PROVIDED TEXT section start
In 2002, and after 200 solo shows across Europe and America, King released Live...In Dinky Town, a collection of live and solo performances gathered shows in Hamburg, Austin, Amsterdam, Bilbao and Manchester. The album also featured contributions from Jackie Leven and Andy White.

The follow-up album A Decent Man produced by Jackie Leven featured guests, including former Icicle Works front man, Ian McNabb.

2004 saw the release of Cosmic Fireworks-The Best of The Good Sons (1994–2001), on the German label Phantasmagoria.

In 2005, Michael Weston King released the album The Tender Place: A Collection 1999–2005, which put together his best solo creations from A Decent Man and God Shaped Hole albums.

The end of 2008 saw the release of a third live album, Crawling Through The USA, recorded during his 2007 and 2008 tours of North America, while work on a pure 'country duets' album, with singer Lou Dalgleish, under the name of My Darling Clementine.

The songbook Beautiful Lies – The Songs of Michael Weston King was published in 2005. A collaboration with the Irish writer Brian Richmond resulted in a play entitled Happy Infidels, which features 12 songs by King and is based around the lives and loves, hopes and fears, and personal disasters of a young aspiring English musician and a road weary, alcoholic American musician touring across Europe. King wrote and appeared in They Call Her Natasha, with his wife Lou Dalgleish, a musical play, based around the songs of Elvis Costello which was performed at the Edinburgh Festival, and various theatres around the UK.
PROVIDED TEXT section end
MATERIAL SHOWN section start
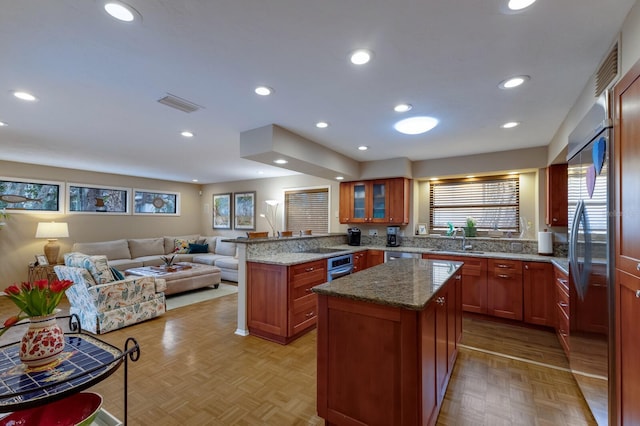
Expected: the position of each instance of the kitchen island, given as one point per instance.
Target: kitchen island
(387, 342)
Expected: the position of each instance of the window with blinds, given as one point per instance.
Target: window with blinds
(307, 209)
(494, 202)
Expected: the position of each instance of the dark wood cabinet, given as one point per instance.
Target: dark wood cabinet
(557, 190)
(280, 304)
(627, 245)
(539, 293)
(504, 284)
(474, 281)
(404, 384)
(383, 201)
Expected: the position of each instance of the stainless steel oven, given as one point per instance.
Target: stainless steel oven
(339, 266)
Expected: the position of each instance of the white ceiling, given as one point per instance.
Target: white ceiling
(98, 79)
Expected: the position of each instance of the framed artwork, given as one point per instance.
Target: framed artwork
(97, 199)
(221, 211)
(150, 202)
(244, 207)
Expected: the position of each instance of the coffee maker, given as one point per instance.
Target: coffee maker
(393, 236)
(353, 236)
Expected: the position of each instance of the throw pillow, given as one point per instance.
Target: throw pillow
(198, 248)
(182, 246)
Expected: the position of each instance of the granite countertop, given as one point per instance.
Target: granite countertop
(403, 283)
(293, 258)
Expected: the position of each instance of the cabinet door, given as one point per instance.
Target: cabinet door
(505, 289)
(266, 299)
(398, 201)
(539, 294)
(374, 258)
(628, 348)
(627, 178)
(557, 195)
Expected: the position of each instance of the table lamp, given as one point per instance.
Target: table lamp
(52, 231)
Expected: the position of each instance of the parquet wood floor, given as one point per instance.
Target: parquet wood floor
(194, 371)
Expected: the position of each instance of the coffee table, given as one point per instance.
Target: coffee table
(183, 276)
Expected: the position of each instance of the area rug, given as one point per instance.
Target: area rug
(179, 300)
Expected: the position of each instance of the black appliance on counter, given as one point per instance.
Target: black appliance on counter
(353, 236)
(393, 236)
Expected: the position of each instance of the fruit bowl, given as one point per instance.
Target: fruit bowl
(76, 410)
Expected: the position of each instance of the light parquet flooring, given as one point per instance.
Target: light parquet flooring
(194, 371)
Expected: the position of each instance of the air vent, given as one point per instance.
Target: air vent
(608, 70)
(177, 102)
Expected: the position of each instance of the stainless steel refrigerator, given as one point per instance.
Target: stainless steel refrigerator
(591, 298)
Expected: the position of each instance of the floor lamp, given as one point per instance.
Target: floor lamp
(52, 231)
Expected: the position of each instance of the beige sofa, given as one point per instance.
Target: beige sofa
(132, 253)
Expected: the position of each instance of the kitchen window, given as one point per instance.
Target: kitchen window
(493, 201)
(307, 209)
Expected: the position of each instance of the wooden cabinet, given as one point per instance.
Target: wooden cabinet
(474, 281)
(404, 384)
(374, 258)
(504, 284)
(384, 201)
(561, 308)
(539, 293)
(359, 261)
(280, 304)
(627, 244)
(557, 189)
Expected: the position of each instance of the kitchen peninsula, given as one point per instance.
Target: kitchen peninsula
(387, 342)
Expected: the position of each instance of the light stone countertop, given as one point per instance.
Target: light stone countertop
(292, 258)
(403, 283)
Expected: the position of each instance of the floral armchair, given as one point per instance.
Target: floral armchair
(102, 301)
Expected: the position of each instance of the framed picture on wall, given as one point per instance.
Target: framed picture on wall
(244, 208)
(221, 211)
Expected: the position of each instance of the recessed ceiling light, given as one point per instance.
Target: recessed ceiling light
(415, 125)
(361, 56)
(264, 90)
(121, 11)
(520, 4)
(402, 107)
(512, 82)
(25, 96)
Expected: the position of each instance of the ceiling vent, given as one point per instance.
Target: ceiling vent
(608, 70)
(177, 102)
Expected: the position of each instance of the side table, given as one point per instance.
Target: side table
(41, 272)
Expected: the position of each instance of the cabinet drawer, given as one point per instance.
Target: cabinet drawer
(505, 269)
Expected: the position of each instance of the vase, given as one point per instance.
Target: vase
(42, 342)
(470, 231)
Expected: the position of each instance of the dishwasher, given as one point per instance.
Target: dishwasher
(394, 255)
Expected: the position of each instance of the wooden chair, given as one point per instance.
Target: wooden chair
(258, 234)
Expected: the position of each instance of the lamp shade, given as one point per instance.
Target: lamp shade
(52, 230)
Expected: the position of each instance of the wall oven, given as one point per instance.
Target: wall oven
(339, 266)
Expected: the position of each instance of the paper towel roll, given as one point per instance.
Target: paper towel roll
(545, 243)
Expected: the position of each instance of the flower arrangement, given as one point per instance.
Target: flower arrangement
MATERIAL SHOWN section end
Can you write out the part of the passage on Michael Weston King's albums and stage work that begins with the words "The follow-up album" and stops after "German label Phantasmagoria."?

The follow-up album A Decent Man produced by Jackie Leven featured guests, including former Icicle Works front man, Ian McNabb.

2004 saw the release of Cosmic Fireworks-The Best of The Good Sons (1994–2001), on the German label Phantasmagoria.